### Text segment ###

From: The genome of Pelobacter carbinolicus reveals surprising metabolic capabilities and physiological features

Figure 10

Metabolism of sugars and 2 , 3 - butanediol production by P . carbinolicus. The phosphotransferase system (right) consists of two enzymes (PtsI, PtsP) that take a phosphate (circled P) from phosphoenolpyruvate, a phosphocarrier protein (PtsH), two signal output proteins (PtsII A), and a tripartite transporter complex (PtsII BCD) that imports and phosphorylates sugars yet to be identified. Glycolysis of a sugar (e.g. glucose-6-phosphate) yields NADH, ATP and two phosphoenolpyruvate molecules, which can either bring in two sugar molecules or yield two ATP or enter a third pathway through phosphonopyruvate (bottom right). The oxidative pentose-phosphate pathway from glucose-6-phosphate to ribulose-5-phosphate (which is recycled into glycolytic intermediates) yields no ATP, but by making NADPH instead of NADH, it may facilitate production of hydrogen/formate. If pyruvate:ferredoxin/flavodoxin oxidoreductase does not function catabolically in P. carbinolicus (middle), there will be insufficient acetyl-CoA for ethanol production to dispose of NADH from glycolysis, and the only source of doubly reduced ferredoxin (Fd2e) for hydrogen/formate production will be the Rnf complex. Production of acetoin and 2,3-butanediol (left), which P. carbinolicus can degrade to acetyl-CoA later, disposes of half the NADH from glycolysis.

### Records shown ###

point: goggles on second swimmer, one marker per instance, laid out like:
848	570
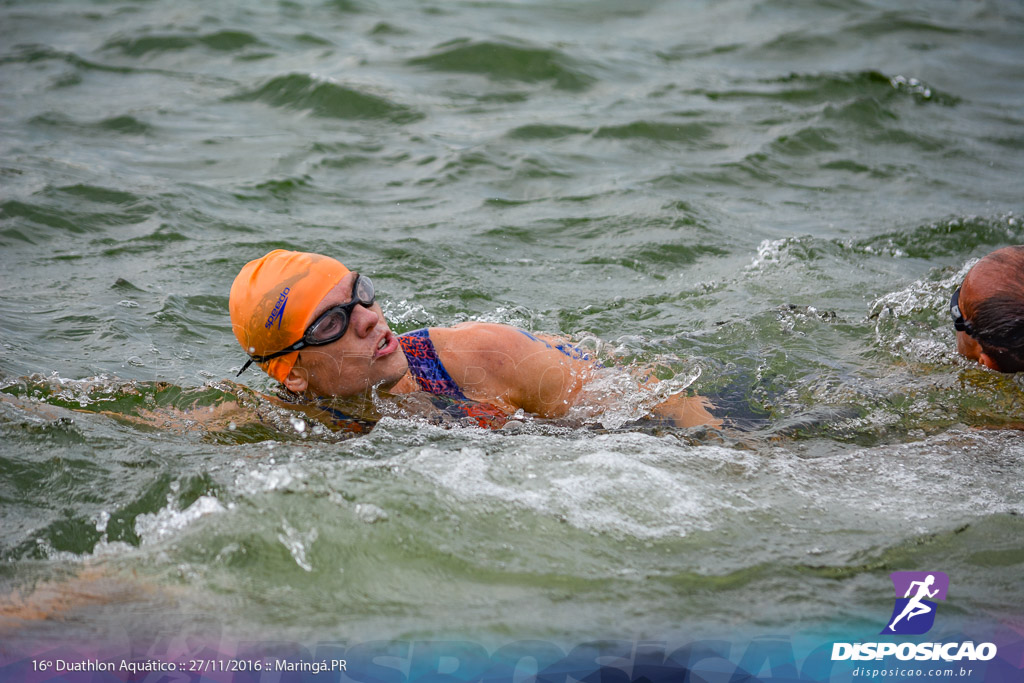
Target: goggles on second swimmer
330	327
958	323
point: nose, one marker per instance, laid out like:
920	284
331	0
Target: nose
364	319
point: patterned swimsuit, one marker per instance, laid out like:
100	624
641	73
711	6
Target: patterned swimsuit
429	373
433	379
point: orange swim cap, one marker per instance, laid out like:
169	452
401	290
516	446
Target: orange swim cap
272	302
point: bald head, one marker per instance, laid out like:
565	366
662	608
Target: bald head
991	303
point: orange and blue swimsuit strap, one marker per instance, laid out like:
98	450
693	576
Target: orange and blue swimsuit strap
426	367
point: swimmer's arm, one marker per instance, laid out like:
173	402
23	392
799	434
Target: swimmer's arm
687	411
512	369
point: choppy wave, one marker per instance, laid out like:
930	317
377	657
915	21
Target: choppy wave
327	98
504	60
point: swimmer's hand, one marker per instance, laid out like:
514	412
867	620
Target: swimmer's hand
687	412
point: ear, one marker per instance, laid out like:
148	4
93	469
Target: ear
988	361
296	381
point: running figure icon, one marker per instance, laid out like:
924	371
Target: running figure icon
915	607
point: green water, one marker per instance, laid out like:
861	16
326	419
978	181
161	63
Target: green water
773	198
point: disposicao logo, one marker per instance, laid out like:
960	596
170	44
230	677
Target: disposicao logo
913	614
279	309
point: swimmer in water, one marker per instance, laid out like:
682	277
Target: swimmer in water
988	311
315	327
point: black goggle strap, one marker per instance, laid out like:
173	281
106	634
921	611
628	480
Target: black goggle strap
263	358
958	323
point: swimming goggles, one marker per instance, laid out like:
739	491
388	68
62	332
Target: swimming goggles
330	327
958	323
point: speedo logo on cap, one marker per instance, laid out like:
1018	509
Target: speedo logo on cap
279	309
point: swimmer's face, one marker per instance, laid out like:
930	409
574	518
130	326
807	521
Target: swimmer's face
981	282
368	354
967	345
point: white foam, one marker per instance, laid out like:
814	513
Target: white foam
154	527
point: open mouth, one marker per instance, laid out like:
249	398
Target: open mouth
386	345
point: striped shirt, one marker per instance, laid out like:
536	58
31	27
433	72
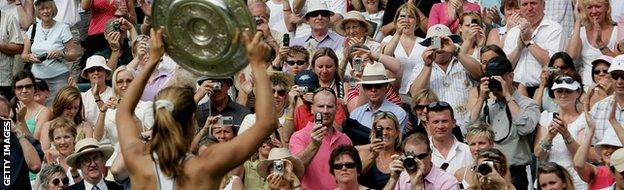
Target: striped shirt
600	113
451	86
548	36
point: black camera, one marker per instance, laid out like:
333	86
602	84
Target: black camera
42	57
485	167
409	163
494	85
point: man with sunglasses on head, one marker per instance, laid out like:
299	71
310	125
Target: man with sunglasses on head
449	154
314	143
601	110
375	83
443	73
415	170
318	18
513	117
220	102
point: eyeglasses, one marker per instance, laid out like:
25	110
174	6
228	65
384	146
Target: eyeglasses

###

**Requirement**
From the figure caption above, list every component of the phosphotransferase system that is given an abbreviation in parentheses, along with the role the caption states for each.

**Solution to this exercise**
- PtsI: one of two enzymes that take a phosphate from phosphoenolpyruvate
- PtsP: one of two enzymes that take a phosphate from phosphoenolpyruvate
- PtsH: a phosphocarrier protein
- PtsII A: two signal output proteins
- PtsII BCD: a tripartite transporter complex that imports and phosphorylates sugars yet to be identified